Material provided:
========================================

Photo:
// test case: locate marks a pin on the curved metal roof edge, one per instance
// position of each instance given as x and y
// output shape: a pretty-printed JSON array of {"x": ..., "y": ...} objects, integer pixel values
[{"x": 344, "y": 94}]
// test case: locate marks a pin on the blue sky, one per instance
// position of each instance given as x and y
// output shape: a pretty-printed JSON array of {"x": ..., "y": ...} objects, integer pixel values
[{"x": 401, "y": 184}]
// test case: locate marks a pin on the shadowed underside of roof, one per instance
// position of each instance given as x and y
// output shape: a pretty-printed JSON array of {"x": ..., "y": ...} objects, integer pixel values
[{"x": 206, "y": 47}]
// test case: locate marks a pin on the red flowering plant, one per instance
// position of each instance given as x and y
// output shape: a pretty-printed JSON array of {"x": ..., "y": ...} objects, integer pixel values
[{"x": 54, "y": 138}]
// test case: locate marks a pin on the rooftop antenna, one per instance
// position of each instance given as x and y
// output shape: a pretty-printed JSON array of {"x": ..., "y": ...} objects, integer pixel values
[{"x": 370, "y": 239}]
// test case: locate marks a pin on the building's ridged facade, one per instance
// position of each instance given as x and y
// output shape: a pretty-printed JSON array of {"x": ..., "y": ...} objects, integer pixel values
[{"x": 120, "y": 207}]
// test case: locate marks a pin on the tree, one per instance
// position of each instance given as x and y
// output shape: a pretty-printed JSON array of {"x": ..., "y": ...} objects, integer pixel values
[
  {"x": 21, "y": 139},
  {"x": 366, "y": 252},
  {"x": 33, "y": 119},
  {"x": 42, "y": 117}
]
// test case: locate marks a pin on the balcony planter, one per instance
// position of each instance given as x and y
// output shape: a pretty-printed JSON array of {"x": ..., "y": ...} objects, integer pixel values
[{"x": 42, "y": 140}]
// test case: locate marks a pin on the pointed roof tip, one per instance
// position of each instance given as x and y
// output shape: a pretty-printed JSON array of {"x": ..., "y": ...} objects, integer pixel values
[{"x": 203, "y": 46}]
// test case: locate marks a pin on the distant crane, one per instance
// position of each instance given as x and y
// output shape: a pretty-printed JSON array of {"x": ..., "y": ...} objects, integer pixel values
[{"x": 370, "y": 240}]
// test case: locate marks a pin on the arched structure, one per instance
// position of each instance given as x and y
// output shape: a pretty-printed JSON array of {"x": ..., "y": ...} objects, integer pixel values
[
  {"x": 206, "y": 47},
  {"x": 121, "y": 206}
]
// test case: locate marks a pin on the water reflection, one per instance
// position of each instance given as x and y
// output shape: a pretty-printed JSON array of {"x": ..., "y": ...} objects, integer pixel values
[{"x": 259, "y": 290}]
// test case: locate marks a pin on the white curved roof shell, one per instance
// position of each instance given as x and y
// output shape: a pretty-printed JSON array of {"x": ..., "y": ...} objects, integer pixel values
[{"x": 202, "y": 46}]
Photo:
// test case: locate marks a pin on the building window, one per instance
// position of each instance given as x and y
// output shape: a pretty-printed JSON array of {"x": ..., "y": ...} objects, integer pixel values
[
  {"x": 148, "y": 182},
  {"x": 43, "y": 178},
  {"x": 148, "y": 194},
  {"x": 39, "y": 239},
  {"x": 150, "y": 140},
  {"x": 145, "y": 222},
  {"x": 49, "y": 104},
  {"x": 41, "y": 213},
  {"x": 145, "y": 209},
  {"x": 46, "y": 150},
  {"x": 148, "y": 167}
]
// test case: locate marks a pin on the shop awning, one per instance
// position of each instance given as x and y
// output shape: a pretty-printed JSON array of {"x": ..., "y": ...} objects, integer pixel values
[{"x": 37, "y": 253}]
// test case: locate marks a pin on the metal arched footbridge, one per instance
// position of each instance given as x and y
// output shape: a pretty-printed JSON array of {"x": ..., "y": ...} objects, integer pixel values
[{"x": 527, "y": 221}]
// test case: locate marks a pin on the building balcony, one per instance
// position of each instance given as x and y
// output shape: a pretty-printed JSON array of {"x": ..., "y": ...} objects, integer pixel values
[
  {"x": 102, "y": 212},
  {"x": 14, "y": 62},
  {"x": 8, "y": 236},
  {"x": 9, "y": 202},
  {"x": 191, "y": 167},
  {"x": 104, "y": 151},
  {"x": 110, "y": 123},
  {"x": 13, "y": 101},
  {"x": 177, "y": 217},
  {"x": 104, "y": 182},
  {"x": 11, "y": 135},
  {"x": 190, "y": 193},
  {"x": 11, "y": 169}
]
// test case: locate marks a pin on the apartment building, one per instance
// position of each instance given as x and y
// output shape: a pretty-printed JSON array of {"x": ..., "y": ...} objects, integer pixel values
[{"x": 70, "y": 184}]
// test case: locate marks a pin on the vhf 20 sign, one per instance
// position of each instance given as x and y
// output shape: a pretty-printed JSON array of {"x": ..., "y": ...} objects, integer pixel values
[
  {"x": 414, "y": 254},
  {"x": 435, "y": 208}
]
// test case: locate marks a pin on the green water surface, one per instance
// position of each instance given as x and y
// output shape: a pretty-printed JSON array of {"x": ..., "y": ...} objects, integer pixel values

========================================

Short problem: Each line above must be reproduced exactly as it stands.

Answer:
Photo:
// test case: locate marks a pin on the curved metal roof edge, one per instance
// position of each instance given as x and y
// output shape: a pretty-printed JSON array of {"x": ..., "y": ...} objects, integer pixel values
[{"x": 344, "y": 94}]
// test case: locate marks a pin on the blue sky, one per instance
// position of each instance given as x and y
// output shape: a pretty-printed JSON array of {"x": ..., "y": ...} objects, integer pixel values
[{"x": 401, "y": 184}]
// test case: locate marks a pin on the shadowed underside of roof, one per instance
// position of each instance given as x and y
// output shape: a pretty-printed JSON array of {"x": ..., "y": ...} objects, integer pixel values
[{"x": 206, "y": 47}]
// test case: locate marks a pin on the red flowering plant, one per instance
// position of each instance given as x and y
// output shape: a pretty-printed JSON array of {"x": ..., "y": ...} objects, integer pixel values
[{"x": 54, "y": 138}]
// test case: locate marks a pin on the rooftop antenna, one per instance
// position of each instance given as x and y
// output shape: a pretty-printed JSON array of {"x": ..., "y": ...} objects, integer pixel values
[{"x": 370, "y": 239}]
// test case: locate marks a pin on the building's ridged facade, one per instance
// position of each instance given as x and y
// output shape: a pretty-printed JSON array of {"x": ..., "y": ...} objects, integer pixel values
[{"x": 120, "y": 207}]
// test case: locate marks a pin on the tree, one per instance
// position of each instance given as x and y
// output shape: a pretty-printed JSON array of {"x": ..., "y": ...} objects, integer pixel values
[
  {"x": 21, "y": 139},
  {"x": 366, "y": 252},
  {"x": 33, "y": 119},
  {"x": 42, "y": 117}
]
// test case: locate marks a pin on the balcony planter, one per instance
// position of each instance given as x and y
// output shape: a pretty-printed JSON array of {"x": ..., "y": ...} objects, integer pixel values
[{"x": 42, "y": 140}]
// test case: locate marks a pin on the pointed roof tip, one per instance
// position of each instance given as x and y
// output shape: a pretty-printed JSON array of {"x": ..., "y": ...} objects, integer pixel values
[{"x": 203, "y": 46}]
// test case: locate marks a pin on the distant crane, one per instance
// position of each instance given as x and y
// output shape: a pretty-printed JSON array of {"x": ..., "y": ...} objects, integer pixel values
[{"x": 370, "y": 240}]
// test case: locate marks a pin on the arched structure, one per instance
// position of each instance given as x and y
// output shape: a pretty-printed JSON array of {"x": ..., "y": ...} objects, integer pixel values
[
  {"x": 206, "y": 47},
  {"x": 121, "y": 206}
]
// test case: locate marks a pin on the water reflection, one per instance
// position of each instance given as x and y
// output shape: a pretty-printed JSON array of {"x": ..., "y": ...} objects, integer pixel values
[{"x": 259, "y": 290}]
// test case: locate marks a pin on the white curved roof shell, one per instance
// position of each instance given as x and y
// output shape: a pretty-printed JSON array of {"x": ..., "y": ...} objects, integer pixel values
[{"x": 202, "y": 46}]
Photo:
// test case: locate marks a pin on the building window, one per instance
// position of each instance given as x and y
// output shape: a pretty-printed JSON array of {"x": ..., "y": ...} objects, integer pixel values
[
  {"x": 148, "y": 182},
  {"x": 43, "y": 178},
  {"x": 148, "y": 194},
  {"x": 39, "y": 239},
  {"x": 150, "y": 140},
  {"x": 145, "y": 222},
  {"x": 49, "y": 104},
  {"x": 41, "y": 213},
  {"x": 145, "y": 209},
  {"x": 46, "y": 150},
  {"x": 148, "y": 167}
]
// test case: locate marks a pin on the shop awning, one per instance
// position of each instance given as x and y
// output shape: a pretty-printed JSON array of {"x": ..., "y": ...} objects, integer pixel values
[{"x": 37, "y": 253}]
// test case: locate marks a pin on the metal arched footbridge, one per instance
// position of each instance given as x and y
// output shape: a pretty-printed JSON array of {"x": ..., "y": ...} objects, integer pixel values
[{"x": 527, "y": 221}]
// test case: locate marks a pin on the building balcony, one per instance
// position of each instance given as x and y
// output shape: a pretty-printed JSON array of {"x": ..., "y": ...} objects, integer pixel values
[
  {"x": 102, "y": 212},
  {"x": 14, "y": 62},
  {"x": 8, "y": 236},
  {"x": 9, "y": 202},
  {"x": 191, "y": 167},
  {"x": 104, "y": 151},
  {"x": 110, "y": 123},
  {"x": 13, "y": 101},
  {"x": 177, "y": 217},
  {"x": 104, "y": 182},
  {"x": 11, "y": 135},
  {"x": 190, "y": 193},
  {"x": 11, "y": 169}
]
// test case: locate marks a pin on the apartment building, one per instance
// position of each instance given as x and y
// output shape: a pretty-printed JSON array of {"x": ..., "y": ...} objects, integer pixel values
[{"x": 70, "y": 184}]
// test case: locate marks a pin on the vhf 20 sign, one per instance
// position of each instance given as x and y
// output shape: a pretty-printed JSON array of {"x": ..., "y": ...} objects, integer pixel values
[
  {"x": 414, "y": 254},
  {"x": 435, "y": 208}
]
// test case: locate marks a pin on the green water surface, one per instance
// position of each instance given as x and y
// output shape: a pretty-printed JSON array of {"x": ..., "y": ...} objects, integer pixel values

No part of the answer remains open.